━━━ Source passage
Interview by Nicole Melanson ~
Kristina Marie Darling is the author of over twenty collections of poetry and hybrid prose, which include Vow, Petrarchan, and Scorched Altar: Selected Poems & Stories 2007-2014. Her awards include fellowships from Yaddo, the Ucross Foundation, the Helene Wurlitzer Foundation, the American Academy in Rome, and the University of Washington’s Helen R. Whiteley Center, as well as grants from the Elizabeth George Foundation, the Kittredge Fund, the Ora Lerman Trust, and the Rockefeller Foundation Archive Center. She is currently working toward both a Ph.D. in English Literature at the University at Buffalo and an M.F.A. in Poetry at New York University. She serves as Assistant Editor for Handsome, Associate Editor for Tupelo Quarterly, and Founding Editor of Noctuary Press. Her experimental memoir, Failure Lyric, was just released by BlazeVOX Books.
HOW DID YOU GET STARTED?
I started writing and submitting work for publication when I was in high school. I knew early on that I wanted to be a writer, but I wasn’t sure exactly how to get started. I bought a copy of Writers’ Market and sent my poems just about everywhere. You probably guessed that I received eighty or so rejections before I got my first acceptance. I would put the rejection slips in a little drawer, and then after awhile, the drawer wouldn’t close. Then, when my first publication finally arrived, it was stapled crooked and most of the poems were just awful. I didn’t get discouraged, though, since I knew that one publication was something I could build on, and that small things can turn into bigger things. Kristy Bowen at Dancing Girl Press was the first to take a chance on one of my chapbook manuscripts, and for that I’m still so grateful. Having a couple of publications and a chapbook helped me build more of track record, and within two years, I had some prose appear in The Gettysburg Review.
WHAT IS YOUR LATEST BOOK OR CURRENT PROJECT?
My experimental memoir, Failure Lyric, was just released by BlazeVOX Books, and I couldn’t be more excited. The collection pairs erasures with flash essays that depict a romance that was doomed from the start. The project began with the erasures, in which I took a black marker to a four-year correspondence with a male writer, who out of respect for his work, will remain unnamed. The erasures of our personal correspondence became the preface and the epilogue. The middle of the book is comprised of flash essays, which map my heartbreak through all of its various geographic locations: Burlington, St. Louis, Iowa, and the now infamous Dallas/Fort Worth airport. I see this book as an exploration of grief and the complicated orbits that it set me on.
WHAT IS YOUR WORK ENVIRONMENT LIKE?
Piled high with review copies!
WHEN DO YOU WORK? WHAT DOES A TYPICAL DAY LOOK LIKE?
This past year, I’ve been lucky enough to receive fellowships from numerous art centers, which have afforded me time and space to work whenever I’m not teaching online courses. It’s great to be able to set my own schedule, and teaching is usually a welcome break when the manuscript writing gets tough. With that said, I’m a morning personal whether I’m following a schedule or not. I know, how boring!
WHAT IS YOUR WRITING PROCESS?
━━━━━━
━━━ Entries supplied
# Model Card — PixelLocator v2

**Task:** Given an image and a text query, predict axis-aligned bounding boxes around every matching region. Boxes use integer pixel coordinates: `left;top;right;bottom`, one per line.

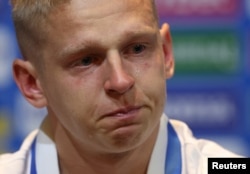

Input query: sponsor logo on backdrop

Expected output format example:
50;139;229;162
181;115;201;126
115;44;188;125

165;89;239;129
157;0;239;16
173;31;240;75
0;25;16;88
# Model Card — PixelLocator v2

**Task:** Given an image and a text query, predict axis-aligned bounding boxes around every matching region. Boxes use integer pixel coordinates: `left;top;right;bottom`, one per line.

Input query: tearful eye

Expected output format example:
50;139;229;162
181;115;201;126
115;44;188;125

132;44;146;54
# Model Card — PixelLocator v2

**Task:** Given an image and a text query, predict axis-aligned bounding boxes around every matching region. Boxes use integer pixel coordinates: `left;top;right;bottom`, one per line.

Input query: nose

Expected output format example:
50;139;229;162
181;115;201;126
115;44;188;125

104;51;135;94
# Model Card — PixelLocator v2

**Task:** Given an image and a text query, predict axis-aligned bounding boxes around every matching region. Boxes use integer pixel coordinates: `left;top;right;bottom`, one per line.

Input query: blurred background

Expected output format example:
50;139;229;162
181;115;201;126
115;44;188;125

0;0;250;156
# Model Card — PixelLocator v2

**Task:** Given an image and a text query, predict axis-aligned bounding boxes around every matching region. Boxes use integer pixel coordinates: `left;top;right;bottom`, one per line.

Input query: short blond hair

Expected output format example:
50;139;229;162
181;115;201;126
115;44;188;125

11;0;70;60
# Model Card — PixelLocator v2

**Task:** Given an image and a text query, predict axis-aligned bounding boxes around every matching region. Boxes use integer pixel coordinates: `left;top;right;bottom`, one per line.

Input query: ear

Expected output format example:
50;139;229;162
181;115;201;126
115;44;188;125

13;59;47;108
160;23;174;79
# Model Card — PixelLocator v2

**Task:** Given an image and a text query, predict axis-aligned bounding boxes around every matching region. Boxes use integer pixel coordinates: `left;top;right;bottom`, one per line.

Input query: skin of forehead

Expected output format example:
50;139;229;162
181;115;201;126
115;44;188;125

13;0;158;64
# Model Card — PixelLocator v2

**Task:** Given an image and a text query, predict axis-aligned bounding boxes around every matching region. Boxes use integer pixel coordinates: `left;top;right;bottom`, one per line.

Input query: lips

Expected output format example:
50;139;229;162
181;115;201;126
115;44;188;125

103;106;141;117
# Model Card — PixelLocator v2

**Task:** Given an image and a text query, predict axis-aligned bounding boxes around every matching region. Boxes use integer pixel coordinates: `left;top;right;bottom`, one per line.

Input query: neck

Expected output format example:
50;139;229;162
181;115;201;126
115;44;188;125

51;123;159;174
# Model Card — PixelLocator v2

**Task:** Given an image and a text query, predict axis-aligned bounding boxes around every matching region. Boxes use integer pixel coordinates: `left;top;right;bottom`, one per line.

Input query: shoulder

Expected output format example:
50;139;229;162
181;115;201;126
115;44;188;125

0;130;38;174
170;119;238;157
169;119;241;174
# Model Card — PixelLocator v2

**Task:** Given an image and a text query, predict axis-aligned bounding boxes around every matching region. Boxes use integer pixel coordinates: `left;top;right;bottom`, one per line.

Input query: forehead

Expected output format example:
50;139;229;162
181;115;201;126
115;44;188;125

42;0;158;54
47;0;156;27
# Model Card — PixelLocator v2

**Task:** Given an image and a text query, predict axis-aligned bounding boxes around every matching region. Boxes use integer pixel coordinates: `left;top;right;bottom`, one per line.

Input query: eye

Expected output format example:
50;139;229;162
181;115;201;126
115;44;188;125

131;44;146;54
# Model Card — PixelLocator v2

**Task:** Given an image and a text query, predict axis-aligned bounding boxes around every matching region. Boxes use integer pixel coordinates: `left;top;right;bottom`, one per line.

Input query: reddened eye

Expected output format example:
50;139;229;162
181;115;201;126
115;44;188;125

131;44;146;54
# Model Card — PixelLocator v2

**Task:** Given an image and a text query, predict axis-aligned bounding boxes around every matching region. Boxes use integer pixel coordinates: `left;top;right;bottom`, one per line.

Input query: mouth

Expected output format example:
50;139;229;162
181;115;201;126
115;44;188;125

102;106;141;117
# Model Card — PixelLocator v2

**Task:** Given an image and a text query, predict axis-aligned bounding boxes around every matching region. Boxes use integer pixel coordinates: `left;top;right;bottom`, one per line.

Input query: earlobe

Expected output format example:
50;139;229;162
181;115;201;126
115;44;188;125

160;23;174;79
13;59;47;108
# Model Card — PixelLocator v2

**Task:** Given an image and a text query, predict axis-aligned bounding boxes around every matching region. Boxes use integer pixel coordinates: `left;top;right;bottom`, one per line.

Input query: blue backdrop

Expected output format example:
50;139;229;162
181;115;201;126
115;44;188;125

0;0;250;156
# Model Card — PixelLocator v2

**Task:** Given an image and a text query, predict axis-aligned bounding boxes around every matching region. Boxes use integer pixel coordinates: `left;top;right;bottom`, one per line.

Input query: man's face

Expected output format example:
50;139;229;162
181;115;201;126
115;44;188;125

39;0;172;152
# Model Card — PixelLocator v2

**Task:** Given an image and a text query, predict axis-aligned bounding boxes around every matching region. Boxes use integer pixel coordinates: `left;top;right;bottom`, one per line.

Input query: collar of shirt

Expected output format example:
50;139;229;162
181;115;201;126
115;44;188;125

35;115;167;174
━━━━━━
▶ **List of tasks**
(1) List the geographic locations through which, according to the interview, the flash essays in Failure Lyric map the heartbreak.
(2) Using the interview, decide whether each statement agrees with it, and support each yes or no with the deciding words quoted exactly. (a) She received about eighty rejections before her first acceptance. (b) The flash essays form the preface and epilogue of Failure Lyric. (c) Dancing Girl Press was the first to take one of her chapbook manuscripts.
(3) Reproduce the passage of the interview starting at "WHAT IS YOUR WORK" and ending at "YOUR WRITING PROCESS?".

▶ **Task-by-task results**
(1) Burlington, St. Louis, Iowa, and the Dallas/Fort Worth airport.

(2)
(a) Yes: "I received eighty or so rejections before I got my first acceptance."
(b) No: "The erasures of our personal correspondence became the preface and the epilogue."
(c) Yes: "Kristy Bowen at Dancing Girl Press was the first to take a chance on one of my chapbook manuscripts"

(3)
WHAT IS YOUR WORK ENVIRONMENT LIKE?
Piled high with review copies!
WHEN DO YOU WORK? WHAT DOES A TYPICAL DAY LOOK LIKE?
This past year, I’ve been lucky enough to receive fellowships from numerous art centers, which have afforded me time and space to work whenever I’m not teaching online courses. It’s great to be able to set my own schedule, and teaching is usually a welcome break when the manuscript writing gets tough. With that said, I’m a morning personal whether I’m following a schedule or not. I know, how boring!
WHAT IS YOUR WRITING PROCESS?